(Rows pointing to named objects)

___

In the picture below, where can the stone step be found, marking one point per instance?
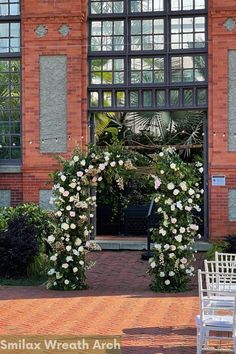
(118, 245)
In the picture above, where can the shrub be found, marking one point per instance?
(220, 246)
(18, 247)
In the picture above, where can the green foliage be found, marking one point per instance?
(178, 191)
(38, 268)
(23, 230)
(40, 219)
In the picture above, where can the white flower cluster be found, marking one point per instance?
(179, 199)
(75, 209)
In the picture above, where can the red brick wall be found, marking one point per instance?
(221, 162)
(13, 182)
(51, 14)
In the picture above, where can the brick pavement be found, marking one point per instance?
(118, 302)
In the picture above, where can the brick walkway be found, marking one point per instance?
(118, 302)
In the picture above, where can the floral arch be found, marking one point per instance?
(170, 265)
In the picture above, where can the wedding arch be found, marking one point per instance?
(177, 190)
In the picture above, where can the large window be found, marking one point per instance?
(10, 85)
(147, 53)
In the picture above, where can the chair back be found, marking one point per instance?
(214, 300)
(225, 257)
(221, 266)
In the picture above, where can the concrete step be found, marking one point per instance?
(118, 245)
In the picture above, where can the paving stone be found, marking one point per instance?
(118, 302)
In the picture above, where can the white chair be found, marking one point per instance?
(222, 275)
(214, 317)
(225, 257)
(220, 265)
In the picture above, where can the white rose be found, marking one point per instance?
(78, 242)
(194, 227)
(101, 166)
(157, 246)
(170, 186)
(166, 247)
(183, 186)
(187, 208)
(179, 238)
(80, 173)
(72, 185)
(53, 258)
(63, 178)
(51, 271)
(191, 191)
(51, 238)
(179, 205)
(64, 226)
(176, 192)
(153, 265)
(61, 190)
(58, 275)
(162, 232)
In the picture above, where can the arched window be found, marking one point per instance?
(147, 54)
(10, 75)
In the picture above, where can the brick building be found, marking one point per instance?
(55, 56)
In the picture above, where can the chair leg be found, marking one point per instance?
(206, 337)
(200, 340)
(234, 338)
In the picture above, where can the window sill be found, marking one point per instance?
(10, 169)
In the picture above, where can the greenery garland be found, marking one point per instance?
(179, 197)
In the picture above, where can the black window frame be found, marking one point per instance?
(167, 52)
(12, 56)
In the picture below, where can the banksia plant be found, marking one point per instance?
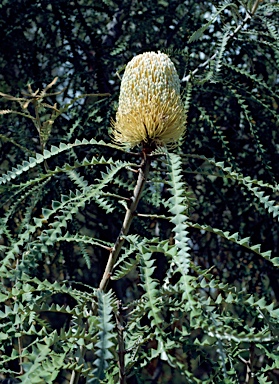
(150, 110)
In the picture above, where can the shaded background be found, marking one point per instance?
(232, 118)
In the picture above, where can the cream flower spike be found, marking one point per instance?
(150, 110)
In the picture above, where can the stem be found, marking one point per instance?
(142, 176)
(121, 352)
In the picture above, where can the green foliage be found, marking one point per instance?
(193, 295)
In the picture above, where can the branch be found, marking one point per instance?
(142, 176)
(231, 35)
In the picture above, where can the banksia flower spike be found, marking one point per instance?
(150, 110)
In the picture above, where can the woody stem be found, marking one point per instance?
(142, 176)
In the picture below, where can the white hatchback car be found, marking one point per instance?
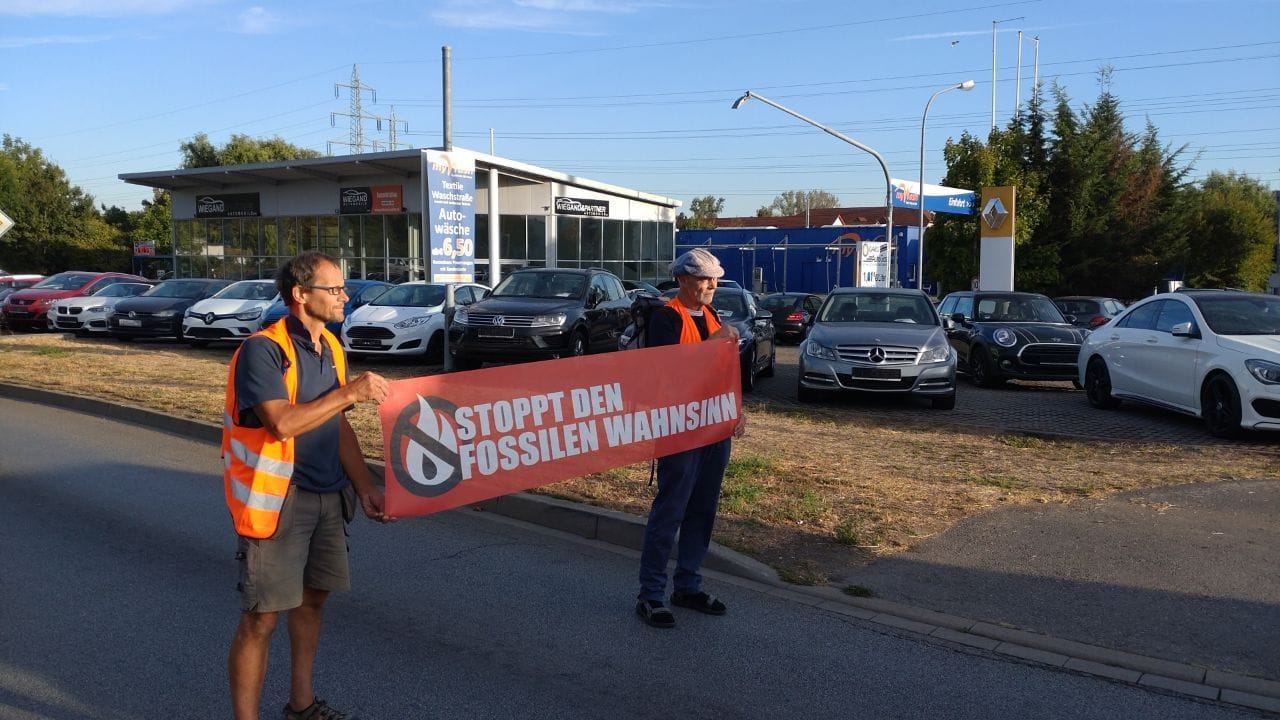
(1214, 354)
(407, 319)
(88, 313)
(233, 314)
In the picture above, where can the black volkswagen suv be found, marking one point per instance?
(539, 314)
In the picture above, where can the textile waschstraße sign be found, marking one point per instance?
(449, 190)
(465, 437)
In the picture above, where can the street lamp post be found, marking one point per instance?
(919, 237)
(888, 182)
(993, 23)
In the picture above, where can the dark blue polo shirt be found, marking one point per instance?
(664, 327)
(260, 377)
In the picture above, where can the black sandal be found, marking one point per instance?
(656, 614)
(699, 601)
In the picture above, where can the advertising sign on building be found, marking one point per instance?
(238, 205)
(873, 264)
(449, 186)
(590, 208)
(371, 199)
(937, 199)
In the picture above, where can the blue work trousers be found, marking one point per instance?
(688, 496)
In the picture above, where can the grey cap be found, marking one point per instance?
(698, 263)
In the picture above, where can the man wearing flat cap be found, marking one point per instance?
(689, 482)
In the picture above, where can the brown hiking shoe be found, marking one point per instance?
(318, 710)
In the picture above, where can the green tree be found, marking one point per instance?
(796, 201)
(1232, 233)
(240, 150)
(703, 212)
(56, 223)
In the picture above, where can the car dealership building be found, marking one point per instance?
(368, 210)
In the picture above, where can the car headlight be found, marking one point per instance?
(936, 352)
(1266, 372)
(412, 322)
(1005, 337)
(553, 320)
(816, 350)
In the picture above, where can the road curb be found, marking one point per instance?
(627, 531)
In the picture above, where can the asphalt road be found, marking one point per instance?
(118, 602)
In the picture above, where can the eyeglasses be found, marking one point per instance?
(334, 290)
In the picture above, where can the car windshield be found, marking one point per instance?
(120, 290)
(412, 296)
(878, 308)
(252, 290)
(65, 281)
(542, 285)
(730, 305)
(1005, 309)
(1078, 306)
(178, 288)
(781, 301)
(1240, 314)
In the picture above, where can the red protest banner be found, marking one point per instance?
(465, 437)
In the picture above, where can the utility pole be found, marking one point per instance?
(356, 114)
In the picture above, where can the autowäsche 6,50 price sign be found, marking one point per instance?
(451, 190)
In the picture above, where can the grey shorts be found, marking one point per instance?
(307, 550)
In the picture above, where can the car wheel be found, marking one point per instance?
(435, 349)
(1097, 386)
(981, 370)
(1220, 406)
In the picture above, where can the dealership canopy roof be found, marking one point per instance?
(360, 168)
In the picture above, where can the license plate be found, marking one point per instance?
(877, 373)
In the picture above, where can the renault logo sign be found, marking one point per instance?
(993, 213)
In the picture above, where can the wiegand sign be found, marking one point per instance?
(466, 437)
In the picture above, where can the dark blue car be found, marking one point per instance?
(359, 294)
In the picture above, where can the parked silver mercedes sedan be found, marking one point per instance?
(878, 341)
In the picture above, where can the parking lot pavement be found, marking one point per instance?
(1040, 408)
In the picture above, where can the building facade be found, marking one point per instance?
(368, 210)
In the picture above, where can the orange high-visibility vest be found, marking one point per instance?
(688, 329)
(257, 465)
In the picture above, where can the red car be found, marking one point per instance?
(28, 309)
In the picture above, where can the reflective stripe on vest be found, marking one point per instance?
(688, 328)
(257, 465)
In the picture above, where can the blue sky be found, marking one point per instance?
(632, 92)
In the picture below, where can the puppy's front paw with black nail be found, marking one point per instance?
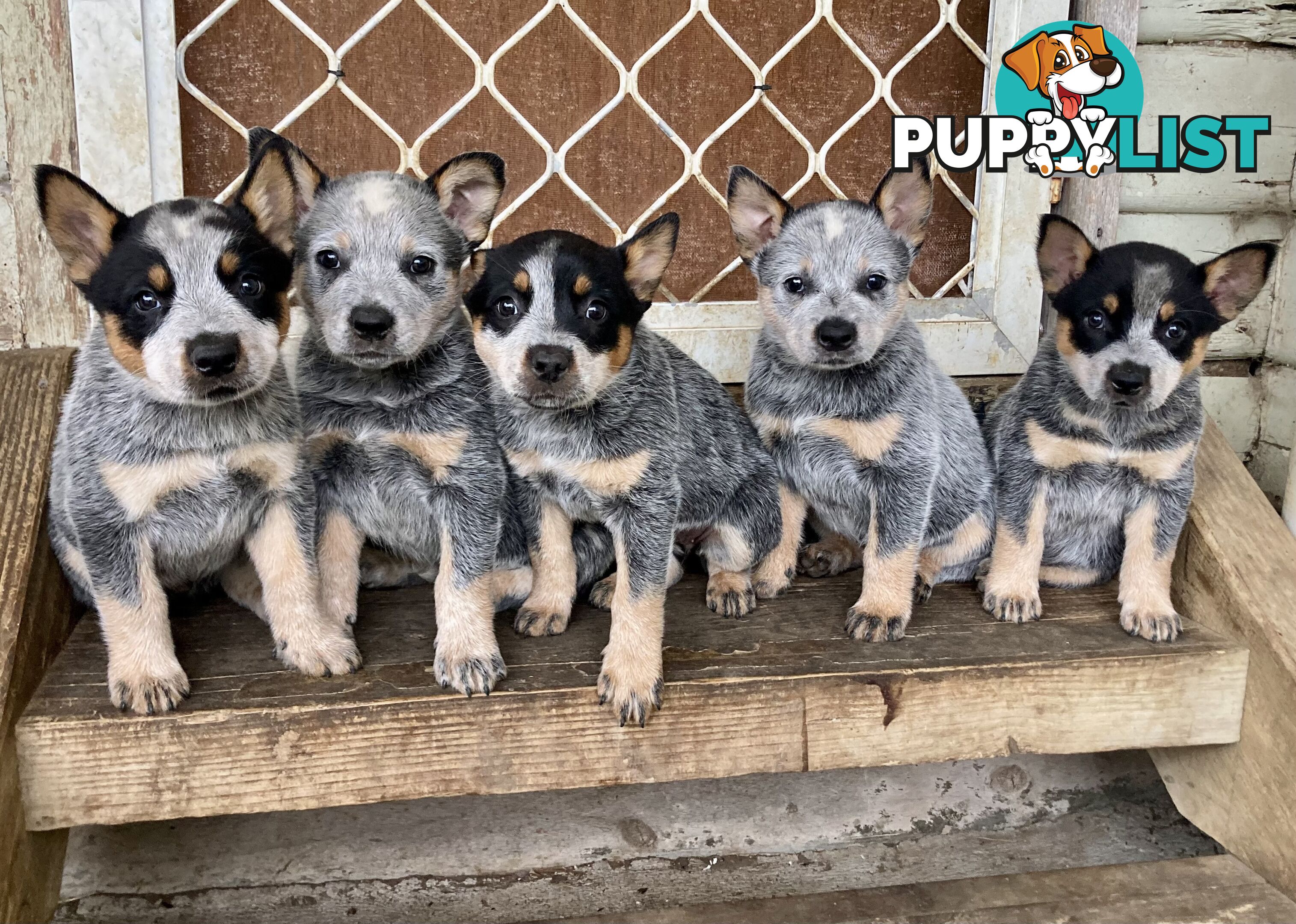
(534, 621)
(324, 654)
(730, 594)
(148, 690)
(870, 628)
(1154, 626)
(630, 686)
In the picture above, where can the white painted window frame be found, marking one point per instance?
(129, 130)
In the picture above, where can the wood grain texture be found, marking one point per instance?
(782, 691)
(1237, 573)
(1198, 889)
(39, 306)
(34, 612)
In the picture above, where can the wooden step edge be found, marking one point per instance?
(1197, 891)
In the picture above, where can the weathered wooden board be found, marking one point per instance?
(1237, 573)
(1198, 889)
(1190, 81)
(34, 612)
(782, 691)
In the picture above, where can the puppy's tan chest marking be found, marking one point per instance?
(606, 477)
(139, 488)
(866, 440)
(1062, 453)
(437, 451)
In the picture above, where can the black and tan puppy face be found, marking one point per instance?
(833, 278)
(380, 255)
(191, 293)
(555, 314)
(1134, 319)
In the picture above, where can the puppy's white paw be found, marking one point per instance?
(320, 654)
(1164, 626)
(147, 690)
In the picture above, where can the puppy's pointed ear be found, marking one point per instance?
(1094, 37)
(649, 253)
(279, 187)
(905, 200)
(1237, 276)
(756, 212)
(1063, 253)
(1024, 60)
(468, 188)
(80, 221)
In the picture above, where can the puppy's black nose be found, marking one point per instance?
(371, 322)
(1128, 379)
(549, 363)
(1103, 67)
(835, 334)
(214, 354)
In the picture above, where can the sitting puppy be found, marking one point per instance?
(179, 442)
(1096, 444)
(872, 438)
(614, 424)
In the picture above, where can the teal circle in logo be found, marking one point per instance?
(1014, 98)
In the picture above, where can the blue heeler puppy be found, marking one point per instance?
(873, 440)
(1096, 444)
(615, 426)
(179, 447)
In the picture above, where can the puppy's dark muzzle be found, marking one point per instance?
(1128, 383)
(1103, 67)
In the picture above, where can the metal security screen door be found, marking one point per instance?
(608, 115)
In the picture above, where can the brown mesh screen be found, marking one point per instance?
(258, 67)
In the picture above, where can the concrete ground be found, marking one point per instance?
(542, 856)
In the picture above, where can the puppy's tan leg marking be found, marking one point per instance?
(1061, 453)
(632, 663)
(887, 602)
(549, 607)
(306, 638)
(139, 488)
(775, 573)
(143, 672)
(834, 554)
(1145, 589)
(970, 541)
(867, 440)
(1058, 576)
(437, 451)
(271, 463)
(340, 567)
(241, 585)
(605, 590)
(468, 656)
(1011, 587)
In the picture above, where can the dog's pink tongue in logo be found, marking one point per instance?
(1070, 103)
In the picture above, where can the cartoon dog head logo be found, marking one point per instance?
(1066, 67)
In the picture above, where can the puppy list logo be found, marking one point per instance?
(1068, 98)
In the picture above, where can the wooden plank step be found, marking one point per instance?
(782, 691)
(1202, 889)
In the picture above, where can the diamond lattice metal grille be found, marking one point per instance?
(615, 116)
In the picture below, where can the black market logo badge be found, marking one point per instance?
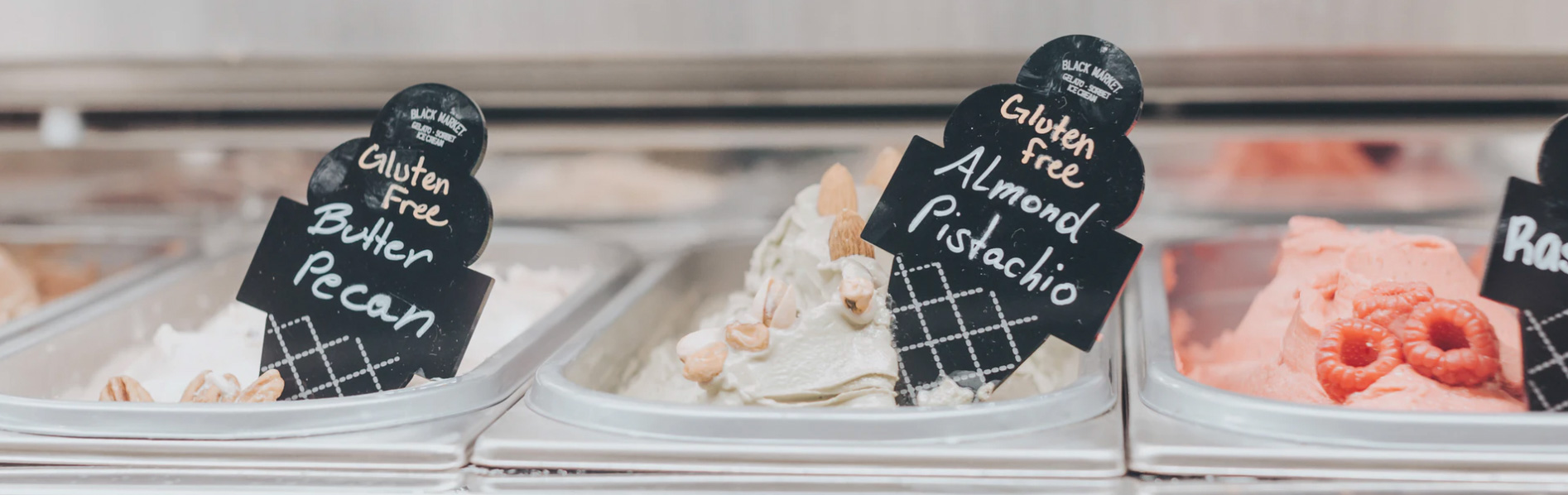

___

Repeat the rows word for word, starting at the line that contains "In the picture above, where can the diamond" and stopping after the last row. Leave the pictures out of your answer.

In the picture above, where can the diamond lattice metal grille be found, marking one point per instance?
(615, 116)
In the picture below, where can the black market logo badge be found, marking one point per instance?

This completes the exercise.